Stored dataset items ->
========
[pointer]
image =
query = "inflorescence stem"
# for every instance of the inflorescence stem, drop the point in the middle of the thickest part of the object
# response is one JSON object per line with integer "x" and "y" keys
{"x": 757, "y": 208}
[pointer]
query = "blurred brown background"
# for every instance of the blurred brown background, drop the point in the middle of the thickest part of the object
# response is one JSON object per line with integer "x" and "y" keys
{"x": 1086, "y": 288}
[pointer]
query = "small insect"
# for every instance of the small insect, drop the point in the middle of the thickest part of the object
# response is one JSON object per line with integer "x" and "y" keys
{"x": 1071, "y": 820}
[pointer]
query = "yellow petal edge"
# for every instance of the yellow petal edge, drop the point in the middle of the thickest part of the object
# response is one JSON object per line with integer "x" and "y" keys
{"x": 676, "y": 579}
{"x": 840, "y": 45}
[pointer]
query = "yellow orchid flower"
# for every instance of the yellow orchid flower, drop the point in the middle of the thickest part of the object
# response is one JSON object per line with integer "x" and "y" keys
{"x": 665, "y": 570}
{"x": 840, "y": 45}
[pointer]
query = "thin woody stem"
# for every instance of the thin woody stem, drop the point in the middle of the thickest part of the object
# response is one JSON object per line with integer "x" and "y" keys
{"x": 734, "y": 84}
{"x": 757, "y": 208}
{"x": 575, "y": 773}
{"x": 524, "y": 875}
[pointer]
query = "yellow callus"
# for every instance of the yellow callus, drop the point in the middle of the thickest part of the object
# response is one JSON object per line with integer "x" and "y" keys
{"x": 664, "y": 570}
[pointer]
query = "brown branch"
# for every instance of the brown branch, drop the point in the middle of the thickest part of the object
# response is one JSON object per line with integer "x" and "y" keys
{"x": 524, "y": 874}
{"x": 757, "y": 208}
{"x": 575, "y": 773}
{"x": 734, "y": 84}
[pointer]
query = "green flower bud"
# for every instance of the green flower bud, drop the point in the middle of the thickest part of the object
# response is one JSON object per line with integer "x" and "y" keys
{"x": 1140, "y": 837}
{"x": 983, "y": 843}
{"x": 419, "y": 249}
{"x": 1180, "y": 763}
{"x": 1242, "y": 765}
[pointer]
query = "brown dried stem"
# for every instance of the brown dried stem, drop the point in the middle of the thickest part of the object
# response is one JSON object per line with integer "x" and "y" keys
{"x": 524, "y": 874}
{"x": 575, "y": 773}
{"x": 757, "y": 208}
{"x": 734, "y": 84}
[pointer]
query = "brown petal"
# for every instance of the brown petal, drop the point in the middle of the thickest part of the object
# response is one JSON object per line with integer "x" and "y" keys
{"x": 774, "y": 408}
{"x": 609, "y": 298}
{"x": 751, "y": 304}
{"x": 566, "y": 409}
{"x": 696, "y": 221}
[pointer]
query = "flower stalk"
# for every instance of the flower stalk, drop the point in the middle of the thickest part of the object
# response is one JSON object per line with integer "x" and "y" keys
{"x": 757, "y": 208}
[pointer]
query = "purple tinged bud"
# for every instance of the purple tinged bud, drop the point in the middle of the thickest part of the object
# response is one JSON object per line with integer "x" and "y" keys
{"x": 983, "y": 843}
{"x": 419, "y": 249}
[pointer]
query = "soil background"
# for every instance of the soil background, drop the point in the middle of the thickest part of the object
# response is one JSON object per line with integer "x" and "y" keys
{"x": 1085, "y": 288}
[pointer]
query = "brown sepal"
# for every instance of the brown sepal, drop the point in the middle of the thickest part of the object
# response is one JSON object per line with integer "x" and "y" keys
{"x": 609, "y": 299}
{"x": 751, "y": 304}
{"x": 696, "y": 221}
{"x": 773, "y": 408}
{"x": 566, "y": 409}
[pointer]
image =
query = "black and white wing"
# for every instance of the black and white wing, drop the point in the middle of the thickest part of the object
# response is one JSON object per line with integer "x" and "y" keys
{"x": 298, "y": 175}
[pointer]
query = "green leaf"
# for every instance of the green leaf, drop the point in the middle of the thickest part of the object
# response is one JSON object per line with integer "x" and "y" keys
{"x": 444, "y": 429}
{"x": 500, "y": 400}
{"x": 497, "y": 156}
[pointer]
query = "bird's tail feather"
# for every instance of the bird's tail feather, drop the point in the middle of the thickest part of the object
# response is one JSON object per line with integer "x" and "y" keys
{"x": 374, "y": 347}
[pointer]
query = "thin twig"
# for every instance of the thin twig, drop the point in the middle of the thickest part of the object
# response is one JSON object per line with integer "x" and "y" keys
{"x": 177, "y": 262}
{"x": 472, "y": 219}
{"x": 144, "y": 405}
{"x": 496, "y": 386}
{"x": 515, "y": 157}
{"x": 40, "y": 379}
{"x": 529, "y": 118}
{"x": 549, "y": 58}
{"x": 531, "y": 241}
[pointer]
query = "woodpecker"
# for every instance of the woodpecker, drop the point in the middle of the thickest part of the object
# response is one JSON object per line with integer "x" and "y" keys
========
Work required -> Return every line of the records in which the word "brown" is found.

Expected output ->
query = "blurred brown background"
# for every instance of the blurred brown background, drop the point in the middle of the thickest part of the object
query = "brown branch"
# for every instance of the brown branch, drop the point in the middle of the thickest part of the object
query = "brown dried stem"
# for every instance of the brown dried stem, drop the point in the middle of the thickest part of the object
query = "brown petal"
# for every instance of the brown petal, drop the point in the middle of the thickest part of the object
query = "brown sepal"
# for every instance of the brown sepal, drop the point in the middle of the thickest part of the object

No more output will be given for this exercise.